"""
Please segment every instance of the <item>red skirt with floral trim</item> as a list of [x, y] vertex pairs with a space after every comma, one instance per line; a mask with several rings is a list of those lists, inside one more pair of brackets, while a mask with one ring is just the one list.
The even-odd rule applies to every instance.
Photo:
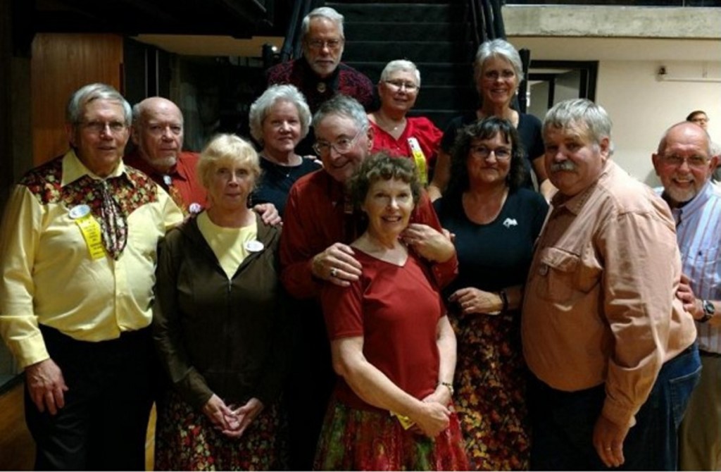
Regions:
[[316, 451], [320, 471], [467, 471], [458, 416], [435, 438], [405, 430], [387, 412], [330, 401]]
[[286, 423], [277, 405], [263, 408], [237, 439], [216, 431], [175, 392], [158, 405], [157, 414], [156, 471], [287, 469]]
"""
- To be done -
Reproduce the material word for word from its first line through the line containing "412], [330, 401]]", with both of those lines included, and leave the pictures out of your answer.

- Task solution -
Please segment every instance of the <item>red skirt with floral trim</item> as a list of [x, y] vertex pairs with a space after every comma, one instance per line; a mask with several rings is a list of those lists, inside one more pair of brackets, while a mask with one ring is just the one list.
The even-odd rule applies to every instance.
Photo:
Regions:
[[316, 451], [320, 471], [467, 471], [458, 416], [435, 438], [405, 430], [387, 412], [330, 401]]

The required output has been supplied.